Attaccante molto rapido negli spazi stretti e adattabilissimo a ogni ruolo del reparto offensivo che però non ha reso per quanto ci si aspettava. Fabio Borini lasciò ben presto l’Italia per accettare la corte delle giovanili del Chelsea e con i Blues riuscì anche a debuttare in Premier League. Andò in prestito allo Swansea dove iniziò a segnare con una certa continuità e questo gli permise di essere acquistato dalla Roma. Con Luís Enrique in panchina visse la sua stagione migliore, segnando nove gol ma soprattutto mantenendo un livello di prestazione che gli permise si essere anche tra i ventitre convocati per l’Europeo del 2012. Nella Capitale vi rimase però solamente un anno perché accettò il ritorno in Gran Bretagna, questa volta al Liverpool, ma da quel momento iniziò il suo declino. Continuò ad alternarsi tra la maglia Reds e quella del Sunderland, prima di tornare nel Belpaese per giocare con il Milan. In rossonero venne apprezzato per l’impegno e per aver giocato praticamente in tutti i ruoli, però in tre anni realizzò solamente quattro gol senza lasciare un grande ricordo. Passò al Verona prima di passare in Turchia al Fatih Karagümrük.

Urby Emanuelson

È stato uno dei tanti ragazzi prodigio usciti dal grandioso vivaio dell’Ajax, ma crescendo si è perso sempre di più diventando irriconoscibile rispetto agli inizi. Urby Emanuelson passò una vita intera con i Lancieri, entrando nel settore giovanile quando questi aveva solamente otto anni e rimanendo fino all’età di venticinque dopo aver scorrazzato su e giù per la fascia sinistra per tutto questo periodo. Le sue prestazioni lo avevano portato a essere considerato come uno dei migliori talenti Oranje della sua generazione, dove vinse anche l’Europeo Under 21 nel 2006, ma già dagli ultimi anni in Patria ebbe un importante calo di rendimento.

DATI FORNITI:
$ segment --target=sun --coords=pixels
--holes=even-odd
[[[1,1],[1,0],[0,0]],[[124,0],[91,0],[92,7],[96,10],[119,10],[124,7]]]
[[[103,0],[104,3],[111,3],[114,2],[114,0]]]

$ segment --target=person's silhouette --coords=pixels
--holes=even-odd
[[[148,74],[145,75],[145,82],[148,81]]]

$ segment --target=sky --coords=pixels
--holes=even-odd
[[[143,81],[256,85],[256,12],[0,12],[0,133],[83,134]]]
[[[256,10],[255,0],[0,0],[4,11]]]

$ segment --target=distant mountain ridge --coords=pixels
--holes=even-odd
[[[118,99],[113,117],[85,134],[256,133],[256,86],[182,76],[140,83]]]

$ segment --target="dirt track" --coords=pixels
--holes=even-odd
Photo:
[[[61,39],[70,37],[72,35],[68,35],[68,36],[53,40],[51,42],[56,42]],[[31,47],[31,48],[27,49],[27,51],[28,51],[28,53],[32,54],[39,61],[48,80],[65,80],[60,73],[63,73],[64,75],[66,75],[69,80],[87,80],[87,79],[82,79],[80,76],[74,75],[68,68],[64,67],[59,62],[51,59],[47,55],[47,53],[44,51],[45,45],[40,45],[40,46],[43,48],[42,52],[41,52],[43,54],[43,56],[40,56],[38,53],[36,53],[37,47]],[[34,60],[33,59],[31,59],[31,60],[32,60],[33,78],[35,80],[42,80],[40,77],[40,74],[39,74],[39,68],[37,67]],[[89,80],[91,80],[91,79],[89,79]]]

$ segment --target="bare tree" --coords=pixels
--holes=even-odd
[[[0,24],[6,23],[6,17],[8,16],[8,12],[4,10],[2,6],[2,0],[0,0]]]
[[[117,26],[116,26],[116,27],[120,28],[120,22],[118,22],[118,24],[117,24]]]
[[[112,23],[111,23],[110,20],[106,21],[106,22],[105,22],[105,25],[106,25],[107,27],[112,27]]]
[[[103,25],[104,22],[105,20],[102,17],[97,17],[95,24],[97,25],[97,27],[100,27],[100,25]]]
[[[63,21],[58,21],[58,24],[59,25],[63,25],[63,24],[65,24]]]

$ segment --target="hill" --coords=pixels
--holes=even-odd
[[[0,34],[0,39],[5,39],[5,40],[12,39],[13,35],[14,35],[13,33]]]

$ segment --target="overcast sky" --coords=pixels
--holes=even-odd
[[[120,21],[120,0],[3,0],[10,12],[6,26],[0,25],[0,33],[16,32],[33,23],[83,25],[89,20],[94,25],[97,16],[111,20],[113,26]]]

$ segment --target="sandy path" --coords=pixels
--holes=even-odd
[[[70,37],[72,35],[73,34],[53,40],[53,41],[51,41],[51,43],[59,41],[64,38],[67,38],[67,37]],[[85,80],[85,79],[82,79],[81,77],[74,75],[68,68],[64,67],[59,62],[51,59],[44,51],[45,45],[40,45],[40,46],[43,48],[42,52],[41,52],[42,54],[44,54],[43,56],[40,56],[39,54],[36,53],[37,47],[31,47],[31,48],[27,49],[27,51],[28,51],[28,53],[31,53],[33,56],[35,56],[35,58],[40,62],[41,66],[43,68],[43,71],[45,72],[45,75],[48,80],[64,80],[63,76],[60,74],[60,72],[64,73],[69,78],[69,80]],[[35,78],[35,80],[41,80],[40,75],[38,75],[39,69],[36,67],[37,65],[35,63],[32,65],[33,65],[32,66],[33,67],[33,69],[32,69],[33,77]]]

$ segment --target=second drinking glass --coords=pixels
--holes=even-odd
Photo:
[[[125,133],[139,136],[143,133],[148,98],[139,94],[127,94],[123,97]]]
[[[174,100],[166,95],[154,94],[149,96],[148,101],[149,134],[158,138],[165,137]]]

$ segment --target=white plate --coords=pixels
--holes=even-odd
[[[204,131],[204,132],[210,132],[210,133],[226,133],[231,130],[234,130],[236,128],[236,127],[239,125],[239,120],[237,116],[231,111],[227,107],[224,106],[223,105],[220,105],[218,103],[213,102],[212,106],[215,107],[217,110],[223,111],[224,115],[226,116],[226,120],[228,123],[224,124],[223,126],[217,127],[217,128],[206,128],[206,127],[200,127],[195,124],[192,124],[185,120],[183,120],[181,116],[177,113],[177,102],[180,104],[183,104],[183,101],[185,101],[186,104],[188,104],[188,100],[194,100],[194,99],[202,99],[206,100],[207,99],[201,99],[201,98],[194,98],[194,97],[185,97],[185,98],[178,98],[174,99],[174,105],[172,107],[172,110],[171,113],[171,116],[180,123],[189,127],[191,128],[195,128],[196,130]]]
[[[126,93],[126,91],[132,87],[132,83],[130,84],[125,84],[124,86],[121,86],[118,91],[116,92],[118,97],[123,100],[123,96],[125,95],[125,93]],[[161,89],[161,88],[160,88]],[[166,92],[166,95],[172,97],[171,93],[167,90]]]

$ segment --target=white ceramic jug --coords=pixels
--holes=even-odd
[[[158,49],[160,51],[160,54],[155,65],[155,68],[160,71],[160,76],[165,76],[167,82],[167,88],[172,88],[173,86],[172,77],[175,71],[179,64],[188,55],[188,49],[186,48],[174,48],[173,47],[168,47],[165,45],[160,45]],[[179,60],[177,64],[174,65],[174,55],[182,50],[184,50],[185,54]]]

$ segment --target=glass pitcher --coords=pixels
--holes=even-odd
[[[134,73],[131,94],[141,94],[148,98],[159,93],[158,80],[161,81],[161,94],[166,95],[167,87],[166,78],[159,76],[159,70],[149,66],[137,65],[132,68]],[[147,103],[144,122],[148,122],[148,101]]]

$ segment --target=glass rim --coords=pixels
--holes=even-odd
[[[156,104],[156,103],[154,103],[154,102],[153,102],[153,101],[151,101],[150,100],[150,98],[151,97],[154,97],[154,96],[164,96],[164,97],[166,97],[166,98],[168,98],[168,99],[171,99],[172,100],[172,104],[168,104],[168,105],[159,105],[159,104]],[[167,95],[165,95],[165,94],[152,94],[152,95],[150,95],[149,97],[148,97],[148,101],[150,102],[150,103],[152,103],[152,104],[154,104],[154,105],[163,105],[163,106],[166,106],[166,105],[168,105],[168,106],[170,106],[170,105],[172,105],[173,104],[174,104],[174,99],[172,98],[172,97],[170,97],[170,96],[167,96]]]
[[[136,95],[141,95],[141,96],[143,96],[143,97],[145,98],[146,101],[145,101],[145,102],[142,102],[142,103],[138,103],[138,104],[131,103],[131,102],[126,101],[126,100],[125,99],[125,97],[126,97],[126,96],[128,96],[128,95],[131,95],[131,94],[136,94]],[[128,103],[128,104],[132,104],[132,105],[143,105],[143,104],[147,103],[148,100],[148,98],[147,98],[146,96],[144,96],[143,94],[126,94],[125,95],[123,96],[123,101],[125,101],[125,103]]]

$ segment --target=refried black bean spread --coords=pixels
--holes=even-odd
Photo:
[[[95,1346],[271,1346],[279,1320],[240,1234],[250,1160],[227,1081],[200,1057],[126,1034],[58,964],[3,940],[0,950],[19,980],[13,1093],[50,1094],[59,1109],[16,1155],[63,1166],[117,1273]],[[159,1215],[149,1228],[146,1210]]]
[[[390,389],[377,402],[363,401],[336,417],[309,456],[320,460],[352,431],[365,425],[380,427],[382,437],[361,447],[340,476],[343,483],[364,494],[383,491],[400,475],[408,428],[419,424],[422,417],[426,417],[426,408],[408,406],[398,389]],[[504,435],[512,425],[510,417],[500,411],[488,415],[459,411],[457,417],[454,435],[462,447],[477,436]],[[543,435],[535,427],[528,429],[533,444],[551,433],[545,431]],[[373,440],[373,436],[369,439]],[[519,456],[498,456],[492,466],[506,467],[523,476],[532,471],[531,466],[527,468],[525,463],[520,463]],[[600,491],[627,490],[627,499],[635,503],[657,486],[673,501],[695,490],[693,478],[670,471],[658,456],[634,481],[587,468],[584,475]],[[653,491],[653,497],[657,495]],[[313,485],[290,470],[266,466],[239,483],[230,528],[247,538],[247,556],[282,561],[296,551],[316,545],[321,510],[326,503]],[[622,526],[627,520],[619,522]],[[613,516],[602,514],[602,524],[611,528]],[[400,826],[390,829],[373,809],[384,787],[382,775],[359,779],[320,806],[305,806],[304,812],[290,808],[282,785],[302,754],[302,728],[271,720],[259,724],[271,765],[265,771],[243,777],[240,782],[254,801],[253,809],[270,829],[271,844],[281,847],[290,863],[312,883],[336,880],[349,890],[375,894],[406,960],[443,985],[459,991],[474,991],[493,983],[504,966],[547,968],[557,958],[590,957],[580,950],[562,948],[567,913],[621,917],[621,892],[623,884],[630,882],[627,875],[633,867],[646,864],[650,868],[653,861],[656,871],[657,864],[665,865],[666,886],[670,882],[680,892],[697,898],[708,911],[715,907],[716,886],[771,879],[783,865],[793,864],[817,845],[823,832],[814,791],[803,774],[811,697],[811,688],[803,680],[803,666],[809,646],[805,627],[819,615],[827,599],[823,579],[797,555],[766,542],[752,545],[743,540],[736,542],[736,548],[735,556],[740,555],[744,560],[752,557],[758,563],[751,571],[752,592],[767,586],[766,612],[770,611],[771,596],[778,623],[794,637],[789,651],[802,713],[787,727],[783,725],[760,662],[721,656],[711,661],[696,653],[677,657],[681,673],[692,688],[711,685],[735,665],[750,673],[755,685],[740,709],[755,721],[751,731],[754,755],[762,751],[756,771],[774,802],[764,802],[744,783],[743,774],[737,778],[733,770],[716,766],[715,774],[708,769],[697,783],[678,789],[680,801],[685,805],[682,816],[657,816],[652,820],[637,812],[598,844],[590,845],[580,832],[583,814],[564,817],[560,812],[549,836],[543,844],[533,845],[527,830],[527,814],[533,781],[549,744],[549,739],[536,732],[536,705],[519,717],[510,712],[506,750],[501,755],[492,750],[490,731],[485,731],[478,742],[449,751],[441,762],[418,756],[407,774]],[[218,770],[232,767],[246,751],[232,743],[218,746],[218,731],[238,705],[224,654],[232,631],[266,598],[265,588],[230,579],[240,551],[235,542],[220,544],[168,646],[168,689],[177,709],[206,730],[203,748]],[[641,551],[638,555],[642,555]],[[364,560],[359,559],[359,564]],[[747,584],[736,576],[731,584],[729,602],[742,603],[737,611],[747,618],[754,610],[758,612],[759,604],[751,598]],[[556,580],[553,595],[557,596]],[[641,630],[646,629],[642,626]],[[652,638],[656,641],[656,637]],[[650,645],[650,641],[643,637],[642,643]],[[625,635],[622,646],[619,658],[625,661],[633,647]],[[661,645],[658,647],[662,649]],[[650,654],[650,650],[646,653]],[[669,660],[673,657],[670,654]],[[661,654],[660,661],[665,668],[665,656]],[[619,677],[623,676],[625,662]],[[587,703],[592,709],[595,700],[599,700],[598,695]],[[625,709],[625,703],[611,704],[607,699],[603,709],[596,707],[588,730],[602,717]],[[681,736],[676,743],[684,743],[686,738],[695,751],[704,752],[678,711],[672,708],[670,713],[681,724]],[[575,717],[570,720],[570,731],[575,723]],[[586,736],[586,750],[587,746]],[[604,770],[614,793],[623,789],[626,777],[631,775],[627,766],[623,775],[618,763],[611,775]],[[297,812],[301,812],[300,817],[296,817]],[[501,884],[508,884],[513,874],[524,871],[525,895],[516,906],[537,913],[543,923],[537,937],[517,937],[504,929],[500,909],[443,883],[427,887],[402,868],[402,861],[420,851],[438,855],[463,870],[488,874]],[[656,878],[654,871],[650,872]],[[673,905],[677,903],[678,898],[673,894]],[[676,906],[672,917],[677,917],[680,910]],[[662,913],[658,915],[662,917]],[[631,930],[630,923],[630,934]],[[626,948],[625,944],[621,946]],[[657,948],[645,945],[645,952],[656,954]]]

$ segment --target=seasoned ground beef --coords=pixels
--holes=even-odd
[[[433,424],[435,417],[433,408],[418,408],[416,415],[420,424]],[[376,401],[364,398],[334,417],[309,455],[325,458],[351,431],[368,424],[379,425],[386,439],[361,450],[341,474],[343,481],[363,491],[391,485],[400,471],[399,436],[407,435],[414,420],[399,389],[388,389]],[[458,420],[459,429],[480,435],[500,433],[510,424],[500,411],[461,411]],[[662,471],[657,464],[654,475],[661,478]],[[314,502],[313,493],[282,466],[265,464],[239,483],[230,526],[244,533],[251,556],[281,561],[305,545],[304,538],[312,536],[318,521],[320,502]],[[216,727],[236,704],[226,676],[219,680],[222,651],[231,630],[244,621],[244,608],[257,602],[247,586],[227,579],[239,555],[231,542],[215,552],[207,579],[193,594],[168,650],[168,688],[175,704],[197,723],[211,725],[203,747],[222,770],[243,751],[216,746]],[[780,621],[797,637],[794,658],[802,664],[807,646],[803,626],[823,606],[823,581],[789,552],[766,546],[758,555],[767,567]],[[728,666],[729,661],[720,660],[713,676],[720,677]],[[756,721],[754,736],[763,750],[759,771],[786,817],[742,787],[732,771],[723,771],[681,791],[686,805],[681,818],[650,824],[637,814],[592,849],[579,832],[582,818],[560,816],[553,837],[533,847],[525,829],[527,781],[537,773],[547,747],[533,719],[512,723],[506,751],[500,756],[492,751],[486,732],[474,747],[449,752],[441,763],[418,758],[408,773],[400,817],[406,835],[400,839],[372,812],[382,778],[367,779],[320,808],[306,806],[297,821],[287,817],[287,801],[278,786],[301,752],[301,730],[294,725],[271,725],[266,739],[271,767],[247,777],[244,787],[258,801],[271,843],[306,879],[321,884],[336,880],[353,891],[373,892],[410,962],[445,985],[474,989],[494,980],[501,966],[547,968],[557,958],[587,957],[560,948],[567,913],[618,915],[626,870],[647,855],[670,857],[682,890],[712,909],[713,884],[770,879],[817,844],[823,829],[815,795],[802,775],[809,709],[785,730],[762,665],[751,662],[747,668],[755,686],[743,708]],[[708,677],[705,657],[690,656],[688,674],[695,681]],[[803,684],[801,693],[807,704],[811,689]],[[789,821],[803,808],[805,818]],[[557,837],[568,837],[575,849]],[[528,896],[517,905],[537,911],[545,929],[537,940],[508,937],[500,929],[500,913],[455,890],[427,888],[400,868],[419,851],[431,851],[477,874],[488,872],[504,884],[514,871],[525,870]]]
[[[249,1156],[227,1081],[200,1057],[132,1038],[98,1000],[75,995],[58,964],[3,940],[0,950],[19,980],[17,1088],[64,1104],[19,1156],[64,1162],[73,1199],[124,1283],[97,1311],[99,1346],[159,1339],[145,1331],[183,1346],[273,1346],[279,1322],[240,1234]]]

OBIETTIVO ESERCIZIO:
Per favore, rispondi a queste domande sul brano:
1. Con quale allenatore in panchina Borini visse la sua stagione migliore alla Roma?
2. Quanti gol realizzò Borini in tre anni con il Milan?
3. Quanti anni aveva Emanuelson quando entrò nel settore giovanile dell'Ajax?

RISPOSTA CORRETTA:
1. Con Luís Enrique.
2. Quattro gol.
3. Otto anni.